Data to examine:

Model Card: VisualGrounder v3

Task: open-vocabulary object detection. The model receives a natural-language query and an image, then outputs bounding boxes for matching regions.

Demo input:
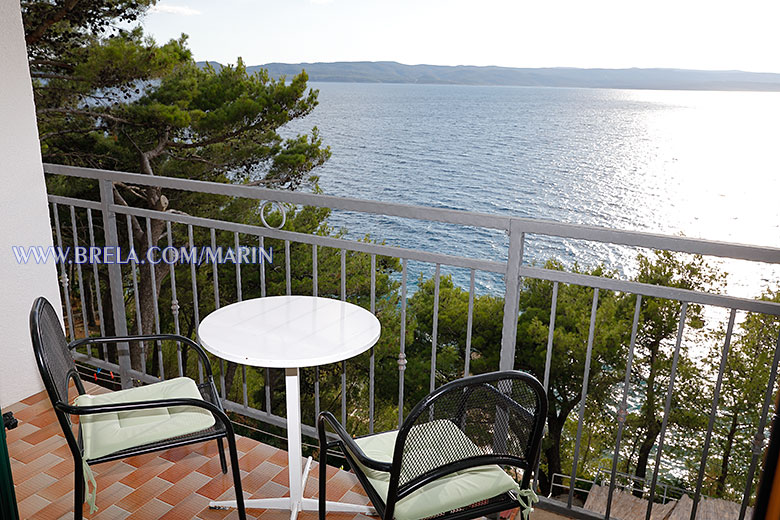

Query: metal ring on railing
[259,201,287,230]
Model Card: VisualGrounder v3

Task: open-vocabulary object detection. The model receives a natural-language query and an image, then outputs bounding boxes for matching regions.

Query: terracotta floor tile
[51,441,74,460]
[196,503,235,520]
[126,497,174,518]
[157,470,212,506]
[258,509,298,520]
[213,484,251,503]
[242,461,283,495]
[12,434,63,464]
[119,457,174,488]
[349,481,368,496]
[124,450,162,468]
[197,471,243,500]
[91,504,131,520]
[323,472,360,502]
[11,452,62,483]
[14,471,58,502]
[271,465,291,487]
[239,443,278,470]
[340,490,371,506]
[198,439,221,458]
[159,444,197,463]
[268,449,289,467]
[250,480,288,500]
[218,509,261,520]
[28,407,60,429]
[303,475,319,498]
[236,436,258,453]
[92,461,136,490]
[5,421,38,443]
[89,481,134,511]
[203,496,242,519]
[29,492,74,520]
[6,400,28,415]
[198,454,231,478]
[12,399,52,424]
[22,390,50,406]
[119,476,172,513]
[44,456,75,479]
[17,492,51,518]
[159,492,212,520]
[39,470,79,501]
[8,438,33,460]
[158,450,211,484]
[22,421,61,445]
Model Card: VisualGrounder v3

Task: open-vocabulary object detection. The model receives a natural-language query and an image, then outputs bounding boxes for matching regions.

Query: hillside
[197,60,780,91]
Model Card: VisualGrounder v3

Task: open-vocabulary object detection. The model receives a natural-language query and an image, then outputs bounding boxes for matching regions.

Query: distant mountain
[196,60,780,91]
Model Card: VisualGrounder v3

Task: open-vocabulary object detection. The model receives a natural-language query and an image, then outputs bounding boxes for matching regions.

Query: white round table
[198,295,381,519]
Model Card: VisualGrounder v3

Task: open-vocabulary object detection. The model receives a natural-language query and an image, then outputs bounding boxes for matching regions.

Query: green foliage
[696,289,780,499]
[625,251,723,486]
[515,260,632,486]
[406,275,504,407]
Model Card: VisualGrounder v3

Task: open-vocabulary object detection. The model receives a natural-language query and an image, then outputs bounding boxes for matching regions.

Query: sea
[282,82,780,302]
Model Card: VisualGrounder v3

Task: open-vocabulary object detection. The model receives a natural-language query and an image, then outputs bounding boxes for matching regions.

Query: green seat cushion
[351,419,520,520]
[74,377,216,461]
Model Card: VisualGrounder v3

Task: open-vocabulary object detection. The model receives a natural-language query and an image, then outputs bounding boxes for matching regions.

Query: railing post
[99,179,131,389]
[499,219,524,371]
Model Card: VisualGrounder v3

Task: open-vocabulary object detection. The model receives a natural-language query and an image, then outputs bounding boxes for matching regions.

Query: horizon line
[194,59,780,76]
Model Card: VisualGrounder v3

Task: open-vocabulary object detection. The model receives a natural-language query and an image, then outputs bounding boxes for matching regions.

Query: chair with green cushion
[317,370,547,520]
[29,297,246,520]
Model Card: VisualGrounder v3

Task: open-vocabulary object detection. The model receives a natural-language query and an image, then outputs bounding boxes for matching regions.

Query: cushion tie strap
[516,488,538,520]
[82,458,98,514]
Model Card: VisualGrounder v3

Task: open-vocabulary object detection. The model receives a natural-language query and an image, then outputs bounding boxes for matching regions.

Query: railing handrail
[44,163,780,265]
[48,190,780,316]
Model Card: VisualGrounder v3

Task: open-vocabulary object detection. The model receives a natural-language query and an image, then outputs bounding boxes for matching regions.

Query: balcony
[5,162,780,520]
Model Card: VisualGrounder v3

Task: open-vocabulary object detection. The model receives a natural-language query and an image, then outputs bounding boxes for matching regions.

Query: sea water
[283,83,780,298]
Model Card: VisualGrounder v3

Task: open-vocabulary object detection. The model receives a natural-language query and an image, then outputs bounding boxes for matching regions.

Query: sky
[141,0,780,73]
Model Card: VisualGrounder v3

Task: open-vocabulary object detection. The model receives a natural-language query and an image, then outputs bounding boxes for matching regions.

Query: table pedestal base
[210,497,377,516]
[209,451,378,519]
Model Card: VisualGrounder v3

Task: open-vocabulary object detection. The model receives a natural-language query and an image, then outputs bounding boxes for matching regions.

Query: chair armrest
[68,334,214,378]
[317,411,391,472]
[56,396,226,420]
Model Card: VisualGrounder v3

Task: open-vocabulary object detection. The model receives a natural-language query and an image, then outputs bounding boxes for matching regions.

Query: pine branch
[38,107,135,125]
[25,0,81,46]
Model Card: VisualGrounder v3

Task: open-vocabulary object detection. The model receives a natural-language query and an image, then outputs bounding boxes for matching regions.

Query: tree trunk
[715,412,739,497]
[634,339,661,497]
[543,397,577,496]
[225,362,238,401]
[634,421,661,497]
[131,208,167,374]
[84,277,97,327]
[99,275,117,363]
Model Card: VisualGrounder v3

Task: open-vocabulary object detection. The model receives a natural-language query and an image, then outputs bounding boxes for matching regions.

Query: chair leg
[217,438,228,474]
[74,462,84,520]
[319,452,327,520]
[317,416,327,520]
[225,434,247,520]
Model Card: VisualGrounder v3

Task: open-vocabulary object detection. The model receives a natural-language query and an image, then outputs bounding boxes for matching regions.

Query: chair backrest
[389,371,547,502]
[29,297,84,445]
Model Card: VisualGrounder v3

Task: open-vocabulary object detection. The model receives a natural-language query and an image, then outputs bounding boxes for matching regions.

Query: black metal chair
[29,296,247,519]
[318,370,547,520]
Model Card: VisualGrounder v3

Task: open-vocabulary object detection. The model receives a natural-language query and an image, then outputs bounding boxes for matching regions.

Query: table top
[197,296,381,368]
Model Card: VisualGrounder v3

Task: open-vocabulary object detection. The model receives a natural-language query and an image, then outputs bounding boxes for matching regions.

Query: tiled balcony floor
[6,383,372,520]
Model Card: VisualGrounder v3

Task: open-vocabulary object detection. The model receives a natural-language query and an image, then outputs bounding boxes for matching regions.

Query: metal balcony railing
[42,163,780,520]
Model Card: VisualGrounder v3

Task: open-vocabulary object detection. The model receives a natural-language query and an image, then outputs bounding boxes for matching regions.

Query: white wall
[0,0,62,408]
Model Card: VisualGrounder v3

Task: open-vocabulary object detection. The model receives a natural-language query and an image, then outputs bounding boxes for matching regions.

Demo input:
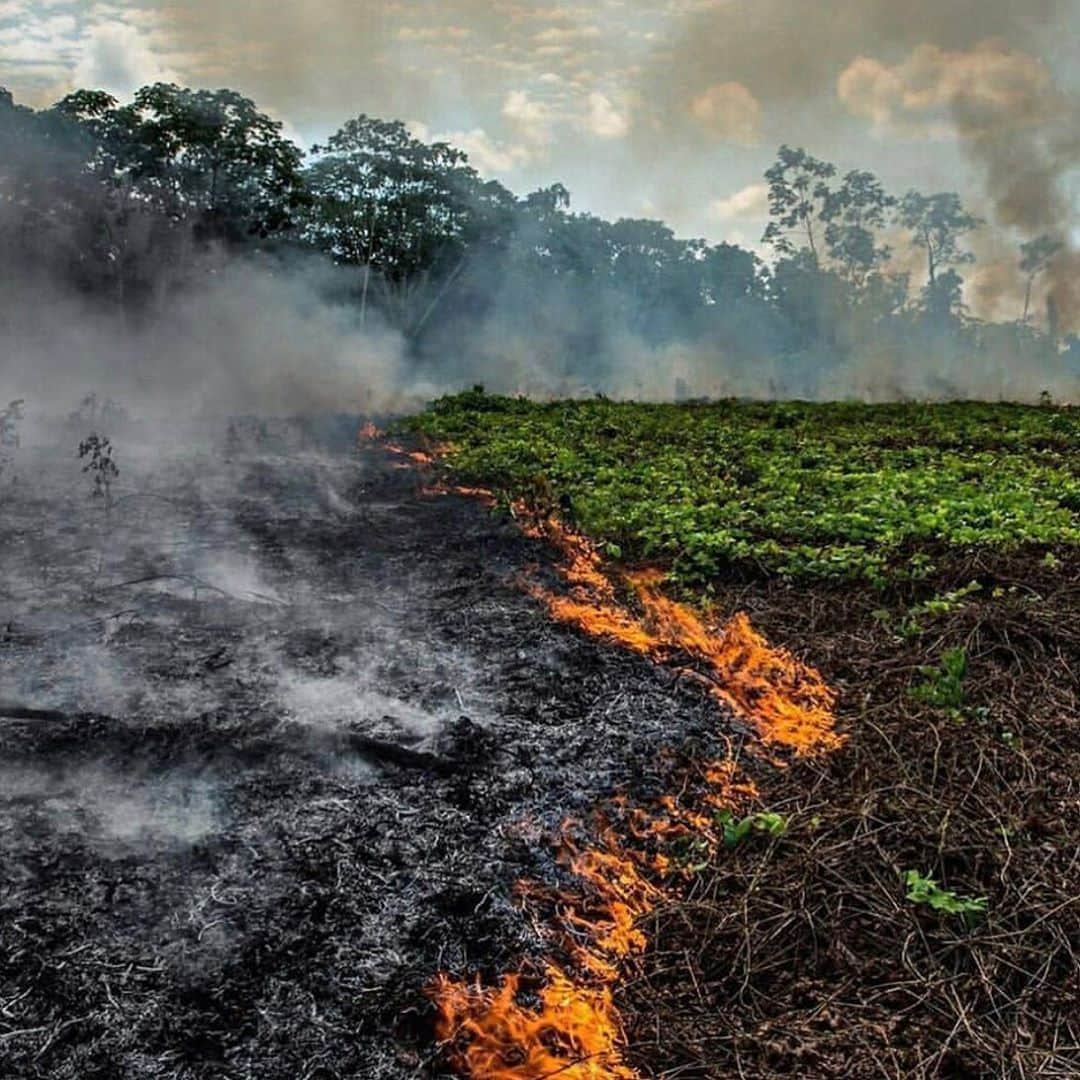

What needs to be done:
Copy each line above exactly, with no images.

Result of the exercise:
Model Card: VisualGrounder v3

Task: open-vocabulary object detection. The model receives a natural-language query and an image, then outputs bounding boxes for matching regions.

Demo input:

Query: metal ring on railing
[259,201,287,230]
Model Card: VisualGrounder v3

Task: open-vocabulary object detection. The model receives a natural-language query and an image, then outputs bounding boxes for matching regions.

Query: terracotta floor tile
[51,441,74,460]
[196,503,235,520]
[126,497,174,518]
[157,470,212,506]
[258,509,298,520]
[213,484,251,503]
[242,461,283,495]
[12,434,63,464]
[119,457,174,488]
[349,481,368,496]
[124,450,162,468]
[197,471,243,500]
[91,504,131,520]
[323,472,360,502]
[11,452,62,483]
[14,471,58,502]
[271,465,291,487]
[239,443,278,470]
[340,490,371,506]
[198,439,221,458]
[159,444,197,463]
[268,449,289,467]
[250,480,288,500]
[218,509,261,520]
[28,407,60,429]
[303,475,319,498]
[236,436,258,453]
[92,461,136,490]
[5,421,38,443]
[89,481,134,511]
[203,496,242,519]
[29,492,74,520]
[6,400,28,415]
[198,454,231,478]
[12,399,52,424]
[22,390,50,406]
[119,476,172,513]
[44,456,75,479]
[17,492,51,518]
[159,492,212,520]
[39,470,79,501]
[8,438,33,460]
[158,450,211,484]
[22,421,61,445]
Model Card: VisualGrounder v3

Task: open-vocabulary object detection. The model receives a natural-language query and an image, then outputs bounding boxes for matching regions.

Query: hillside
[197,60,780,91]
Model Card: VisualGrounder v3

Task: open-vocabulary object detection. The model receives a natural-language query and an image, then outputs bounding boxes for matching regions.

Query: distant mountain
[196,60,780,91]
Model Card: VisualGrounder v3

Task: open-vocabulary object detection. The model receives a natural-language query and an image, then outputs bounding boxes for matching regions.

Query: white round table
[198,295,381,519]
Model Card: VisualGrounder v3

Task: open-vocabulary object detection. The model receives a natural-language query and an image, then outputs bounding boxes for matching regions.

Query: green foliage
[696,289,780,499]
[625,251,723,486]
[515,260,632,486]
[406,275,504,407]
Model Card: VisualGrounder v3

Task: open-vocabulary object detection. The model receives a natural-language query and an image, then outputs bounding boxes for matching regions.

Query: sea
[282,82,780,302]
Model Card: VisualGrounder v3

Task: open-vocabulary object detection. The model receives a natural-language query and an image, then outputs bounding boxes for matching regions.

Query: green seat cushion
[351,419,520,520]
[74,377,216,461]
Model Card: VisualGrounder v3

Task: open-vocabulary object detection. The model receives a natural-language query and an image, then outputs bounding boxes for matching regions.

Query: railing post
[99,179,131,389]
[499,219,524,371]
Model Card: VisualGrounder v3

Task: open-vocabulary object detection. The model receives a natural-language query and an image, then outputs bounding boxes for matching regions.

Query: horizon line
[194,59,780,76]
Model Card: VisualGrounder v3

Task: open-vocabulary object detection. The model receives a natural-language query and an image, then outputs bounding boxes for matching regions.

Query: chair with green cushion
[317,370,547,520]
[29,297,246,520]
Model Card: VisualGrounder v3

Task: open-vocabulary object detection. The model receives a natural-language query and an image, then outputs bounding boxes for matching regions.

Query: cushion tie strap
[516,488,538,520]
[82,458,98,514]
Model Card: VisualGrounder v3

Task: open-vocabulary object detection. The model receives a natural-language query and an image, then outputs bounding boxes for matching regions.

Query: railing handrail
[44,163,780,265]
[48,190,780,316]
Model Card: VisualGrounder v3

Task: open-vocabulary object detection. The model receives a natural-language query and an image, then outputs bounding boxes for matching regions.

Query: balcony
[5,162,780,520]
Model Card: VisualGrounder v3

Task: open-vocabulary object detection. The model receives a natural-language query and an image, then outputs bounding boxes for matching regions.

Query: sea water
[283,83,780,298]
Model Card: VisualGrounder v3

Task: open-vocabulary object detection. The model receives a natural-language query and an image, then outputs bounding boxes for matching regions.

Query: sky
[141,0,780,73]
Model Card: VisualGrounder v3

Task: open-vocabulary object detection. The model receives a natural-language query and an image, then outputs bounding boxes for matching regions.

Query: table pedestal base
[210,497,377,516]
[209,451,378,519]
Model Card: VisualGrounder v3

Task: open-vocabulary object detection. The model receives a natural-language query and an image, then outputs bounding boxes for matching regions.

Query: chair armrest
[68,334,214,378]
[317,411,391,472]
[56,396,226,420]
Model Card: VisualGrounder v3

Task: open-vocabulary object detection. The model receives a natural-language query and an image, then outputs bounding boxes for matching regions.

Query: pine branch
[38,107,135,125]
[25,0,81,46]
Model Card: VisualGrounder v3

Task: open-vocabulary object detection. The model receives a natural-language query and an image, then outputs bounding boxes for matching regions.

Query: tree trunk
[715,412,739,497]
[634,339,661,497]
[543,397,577,496]
[225,362,238,401]
[634,421,661,497]
[131,208,167,374]
[84,277,97,327]
[99,275,117,363]
Model Card: VisualGrounder v3

Task: open-vocabulary object detection. The model receives a natural-language query and an image, then outputs bounding boxes for matching regions.

Query: chair leg
[217,438,228,474]
[74,462,84,520]
[319,452,327,520]
[317,416,327,520]
[225,434,247,520]
Model Card: VisualGrounder v3

Task: open-vocabulary object detection. The model receives a natural-language query and an image, then outputs bounding boxes for matching regions.

Query: chair backrest
[389,371,547,502]
[29,297,84,445]
Model Card: VisualGrounder v3

Task: open-vocabulary object detection. The model receives a natural-language query and an image, then outputs bounding boxes for matching regions.

Query: black metal chair
[29,296,247,519]
[318,370,547,520]
Model Card: VisualGrounder v3

Task: open-vocabulary object detection. The model receives a natural-language query and an image, then outputs bounding boxes for matching regions.

Query: table top
[197,296,381,368]
Model Card: VisualGrounder v3

Task: open-vocabulary object detection. The model receives a natural-language query and an image, then outputs bounding boxes for matching regions.

Query: tiled balcony floor
[6,383,372,520]
Model Card: VisualGrounder v3

Task: open-vocabulary object detection. The model receives a natural-language query and an image, then outputs bounding boxes for matching regions.

Query: metal balcony railing
[42,163,780,520]
Model Card: VisualGrounder v3

Task: open-vocabulary object detection. The model receives a natural-language query and an image, then outputs bounding boxes for matching regions.

Query: white wall
[0,0,62,408]
Model Card: VisualGrounder v3

Task: open-vocabulary object detection. The model receives a natural-language query and an image, then outputs bounding boxes for matching regions.

Demo input:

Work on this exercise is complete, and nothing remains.